-- START OF Dataset --

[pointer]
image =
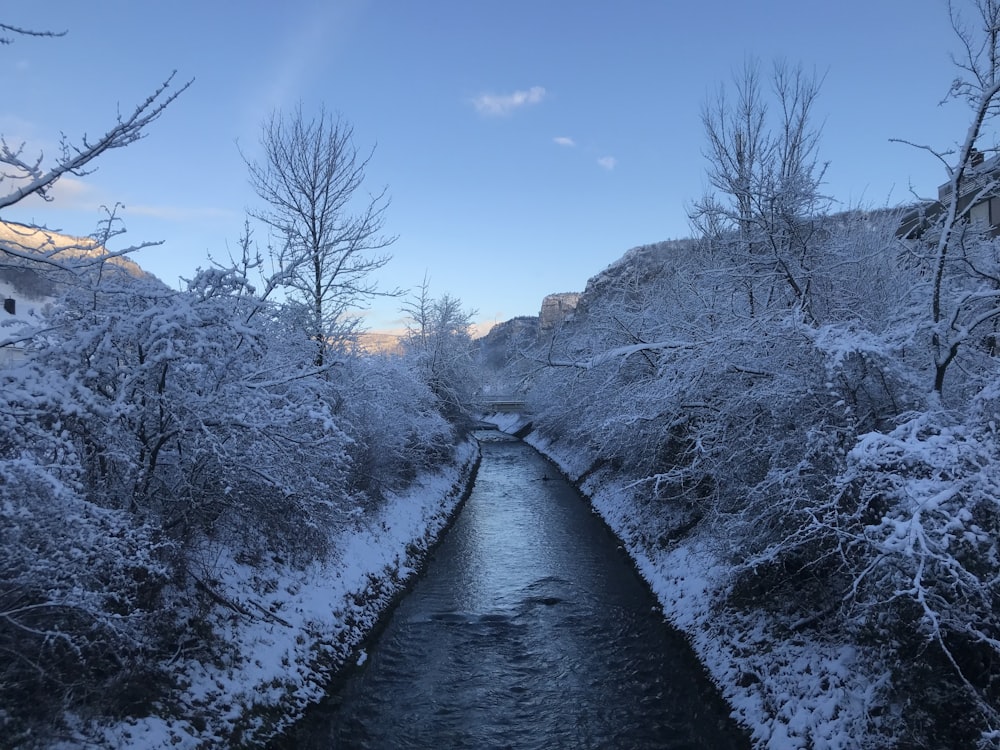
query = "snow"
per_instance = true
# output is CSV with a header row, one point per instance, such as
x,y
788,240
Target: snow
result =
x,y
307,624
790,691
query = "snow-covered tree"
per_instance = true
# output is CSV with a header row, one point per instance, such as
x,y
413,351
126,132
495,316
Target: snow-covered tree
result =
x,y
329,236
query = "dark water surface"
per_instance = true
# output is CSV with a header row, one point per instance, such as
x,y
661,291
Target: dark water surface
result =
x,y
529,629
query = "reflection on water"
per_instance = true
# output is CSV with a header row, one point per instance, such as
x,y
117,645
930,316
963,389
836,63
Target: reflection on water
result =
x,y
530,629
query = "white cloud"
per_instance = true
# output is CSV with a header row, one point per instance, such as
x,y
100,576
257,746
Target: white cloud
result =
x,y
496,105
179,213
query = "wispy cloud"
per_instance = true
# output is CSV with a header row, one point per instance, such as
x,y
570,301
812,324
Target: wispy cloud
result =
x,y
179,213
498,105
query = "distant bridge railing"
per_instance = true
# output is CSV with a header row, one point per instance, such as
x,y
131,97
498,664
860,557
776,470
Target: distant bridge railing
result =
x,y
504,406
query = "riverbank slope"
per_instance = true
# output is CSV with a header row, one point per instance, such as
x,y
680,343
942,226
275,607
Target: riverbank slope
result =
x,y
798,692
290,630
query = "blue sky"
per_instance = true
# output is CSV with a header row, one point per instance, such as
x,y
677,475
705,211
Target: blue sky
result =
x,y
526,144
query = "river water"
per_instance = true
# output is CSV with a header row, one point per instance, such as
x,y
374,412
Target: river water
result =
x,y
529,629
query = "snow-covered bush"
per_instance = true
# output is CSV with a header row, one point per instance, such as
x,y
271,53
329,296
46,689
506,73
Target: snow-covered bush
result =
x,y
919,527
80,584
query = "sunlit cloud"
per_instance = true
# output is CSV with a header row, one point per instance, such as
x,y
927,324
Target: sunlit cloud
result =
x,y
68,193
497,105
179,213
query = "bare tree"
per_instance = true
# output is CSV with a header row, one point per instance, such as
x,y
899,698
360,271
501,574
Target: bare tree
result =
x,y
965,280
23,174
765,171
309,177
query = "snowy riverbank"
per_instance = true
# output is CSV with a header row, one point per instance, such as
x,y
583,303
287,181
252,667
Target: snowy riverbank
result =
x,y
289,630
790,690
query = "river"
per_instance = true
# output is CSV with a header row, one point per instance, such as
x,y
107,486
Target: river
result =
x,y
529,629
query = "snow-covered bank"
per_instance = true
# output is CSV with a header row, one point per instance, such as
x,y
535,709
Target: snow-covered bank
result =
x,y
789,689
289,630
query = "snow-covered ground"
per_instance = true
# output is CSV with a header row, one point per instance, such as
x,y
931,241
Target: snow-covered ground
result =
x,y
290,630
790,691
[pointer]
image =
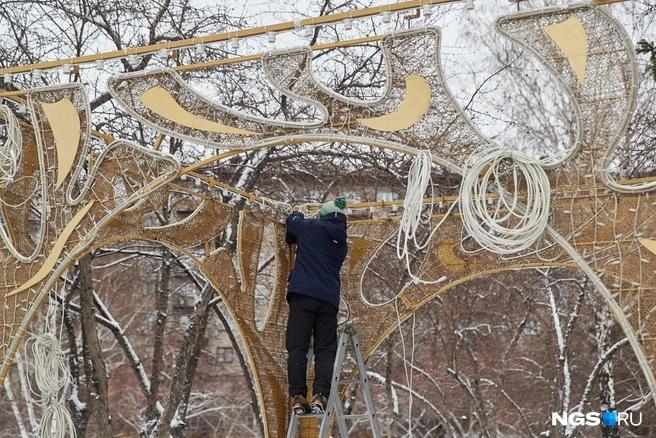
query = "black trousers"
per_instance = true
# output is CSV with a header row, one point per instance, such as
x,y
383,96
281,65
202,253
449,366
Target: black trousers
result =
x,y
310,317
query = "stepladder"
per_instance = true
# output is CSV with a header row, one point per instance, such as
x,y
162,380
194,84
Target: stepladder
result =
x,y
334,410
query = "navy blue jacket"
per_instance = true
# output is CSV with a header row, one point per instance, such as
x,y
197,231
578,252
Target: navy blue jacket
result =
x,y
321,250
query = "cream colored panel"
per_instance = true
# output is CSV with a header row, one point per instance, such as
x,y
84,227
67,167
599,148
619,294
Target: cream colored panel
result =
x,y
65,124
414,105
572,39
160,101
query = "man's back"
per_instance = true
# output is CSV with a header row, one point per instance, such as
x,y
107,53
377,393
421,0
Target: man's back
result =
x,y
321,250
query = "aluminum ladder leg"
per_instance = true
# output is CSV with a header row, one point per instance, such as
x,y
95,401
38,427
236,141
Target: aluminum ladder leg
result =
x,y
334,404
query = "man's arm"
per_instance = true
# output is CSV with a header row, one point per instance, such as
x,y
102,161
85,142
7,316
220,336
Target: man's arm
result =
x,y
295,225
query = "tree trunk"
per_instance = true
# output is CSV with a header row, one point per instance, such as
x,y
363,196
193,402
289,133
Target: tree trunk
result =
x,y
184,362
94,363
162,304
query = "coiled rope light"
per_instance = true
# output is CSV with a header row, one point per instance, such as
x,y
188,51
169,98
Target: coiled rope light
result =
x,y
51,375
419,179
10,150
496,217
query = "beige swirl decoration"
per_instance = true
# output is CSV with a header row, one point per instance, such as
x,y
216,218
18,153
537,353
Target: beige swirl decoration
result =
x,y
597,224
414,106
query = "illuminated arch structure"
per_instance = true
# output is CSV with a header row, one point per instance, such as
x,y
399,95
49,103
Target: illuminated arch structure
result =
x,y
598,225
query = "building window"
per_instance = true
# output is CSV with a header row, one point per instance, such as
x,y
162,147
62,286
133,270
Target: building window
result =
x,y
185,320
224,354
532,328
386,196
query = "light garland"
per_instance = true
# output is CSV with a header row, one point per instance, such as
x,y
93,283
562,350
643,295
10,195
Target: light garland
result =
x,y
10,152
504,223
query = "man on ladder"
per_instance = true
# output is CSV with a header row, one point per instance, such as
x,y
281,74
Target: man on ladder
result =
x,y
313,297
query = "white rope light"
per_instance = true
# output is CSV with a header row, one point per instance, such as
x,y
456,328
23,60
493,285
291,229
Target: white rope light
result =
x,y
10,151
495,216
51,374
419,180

-- END OF Dataset --

To do — From the entries above, output every line exactly and omit any image.

Solution for this problem —
[pointer]
image =
query = "snow"
per_instance = true
# output is CSV with a header row, one point per instance, such as
x,y
788,240
Target: snow
result =
x,y
307,624
790,691
query = "snow-covered tree"
per_instance = true
# output is CSV with a header row, one point per instance, such as
x,y
413,351
126,132
495,316
Target: snow-covered tree
result =
x,y
329,236
query = "dark water surface"
per_instance = true
# output is CSV with a header row, one point per instance, such as
x,y
661,291
Target: dark water surface
result =
x,y
529,629
query = "reflection on water"
per_instance = true
# output is CSV with a header row, one point per instance, such as
x,y
117,645
930,316
963,389
836,63
Target: reflection on water
result =
x,y
530,629
query = "white cloud"
per_instance = true
# output is CSV with a header row, one point per instance, such as
x,y
100,576
257,746
Target: white cloud
result =
x,y
496,105
179,213
query = "wispy cloud"
per_instance = true
# output is CSV with a header row, one point per instance, such as
x,y
570,301
812,324
Target: wispy cloud
result =
x,y
179,213
498,105
query = "distant bridge railing"
per_instance = true
# output is CSV with a header row, one point per instance, such as
x,y
131,97
498,664
860,557
776,470
Target: distant bridge railing
result =
x,y
504,406
query = "riverbank slope"
per_instance = true
# output is CSV with a header row, one point per instance, such as
x,y
680,343
942,226
275,607
Target: riverbank slope
result =
x,y
798,692
290,630
query = "blue sky"
per_instance = true
# output is CSV with a header row, one point per instance, such as
x,y
677,475
705,211
Target: blue sky
result =
x,y
526,144
query = "river water"
per_instance = true
# output is CSV with a header row, one point per instance, such as
x,y
374,412
Target: river water
result =
x,y
529,629
query = "snow-covered bush"
per_instance = true
# output is CSV with a header row, one point per instance, such as
x,y
271,53
329,296
46,689
506,73
Target: snow-covered bush
result =
x,y
919,527
80,584
query = "sunlit cloud"
per_instance = true
# output is CSV with a header row, one point per instance, such as
x,y
927,324
Target: sunlit cloud
result =
x,y
68,193
497,105
179,213
query = "bare tree"
per_instance = true
# output is CSV with a header row, one point per instance, such as
x,y
899,698
360,271
501,574
Target: bare tree
result =
x,y
965,280
23,174
765,171
309,177
query = "snowy riverbank"
per_instance = true
# output is CSV with a header row, one point per instance, such as
x,y
583,303
287,181
252,667
Target: snowy riverbank
result =
x,y
289,630
790,690
query = "river"
per_instance = true
# output is CSV with a header row, one point per instance, such as
x,y
107,486
Target: river
result =
x,y
529,629
query = "snow-covered bank"
per_instance = true
# output is CSV with a header row, one point per instance, such as
x,y
535,709
Target: snow-covered bank
result =
x,y
789,689
289,630
query = "snow-covered ground"
per_instance = true
# output is CSV with a header row, one point per instance, such as
x,y
931,241
Target: snow-covered ground
result =
x,y
290,630
790,691
[pointer]
image =
query = "black trousers"
per_instance = true
# output is CSV with a header row, one point per instance, such as
x,y
383,96
281,65
202,253
449,366
Target: black trousers
result =
x,y
310,317
query = "stepladder"
per_instance = true
# output is CSV with a header row, one point per instance, such as
x,y
162,380
194,84
Target: stepladder
result =
x,y
334,410
query = "navy blue jacket"
per_instance = true
# output is CSV with a header row, one point per instance, such as
x,y
197,231
578,252
Target: navy blue jacket
result =
x,y
321,250
query = "cream colored panel"
per_instance = true
# output is CSV with a header row, one point per instance, such as
x,y
84,227
67,167
599,148
619,294
Target: cream colored panel
result =
x,y
65,124
414,105
572,39
160,101
query = "man's back"
per_instance = true
# output is CSV with a header row, one point per instance, such as
x,y
107,53
377,393
421,0
Target: man's back
result =
x,y
321,250
query = "aluminum ladder leg"
per_instance = true
# output is CSV with a header row, one point per instance, such as
x,y
95,401
38,427
236,141
Target: aluminum ladder leg
result =
x,y
334,404
query = "man's arm"
per_instance = true
# output is CSV with a header row, one point per instance, such as
x,y
102,161
85,142
7,316
220,336
Target: man's arm
result =
x,y
295,225
query = "tree trunk"
per_instance = true
# output is CSV with a header row, one point per instance, such as
x,y
363,196
193,402
289,133
Target: tree trunk
result =
x,y
184,362
94,363
162,304
query = "coiled rope light"
per_instance = true
# output is CSV with a header row, one point per instance, such as
x,y
188,51
169,98
Target: coiled rope light
result =
x,y
51,375
419,179
10,150
496,217
query = "beige swirl decoration"
per_instance = true
# output is CSV with a header row, one point per instance, such as
x,y
216,218
18,153
537,353
Target: beige swirl decoration
result =
x,y
597,224
414,106
query = "illuminated arch structure"
per_instance = true
# output is CSV with a header row, one point per instance, such as
x,y
399,95
49,103
Target: illuminated arch structure
result =
x,y
598,225
query = "building window"
per_instance = true
# output is CSV with a header row, one point per instance, such as
x,y
162,147
62,286
133,270
Target: building window
result =
x,y
185,320
224,354
532,328
386,196
query = "light garland"
per_instance = true
# output is CSV with a header row, one point per instance, such as
x,y
93,283
562,350
643,295
10,195
Target: light garland
result =
x,y
10,152
504,223
query = "man on ladder"
per_instance = true
# output is CSV with a header row, one point per instance, such as
x,y
281,74
Target: man on ladder
result =
x,y
313,297
query = "white rope light"
per_instance = true
# output is CSV with a header row, one point per instance, such as
x,y
456,328
23,60
493,285
291,229
Target: white rope light
result =
x,y
10,151
495,216
51,374
419,180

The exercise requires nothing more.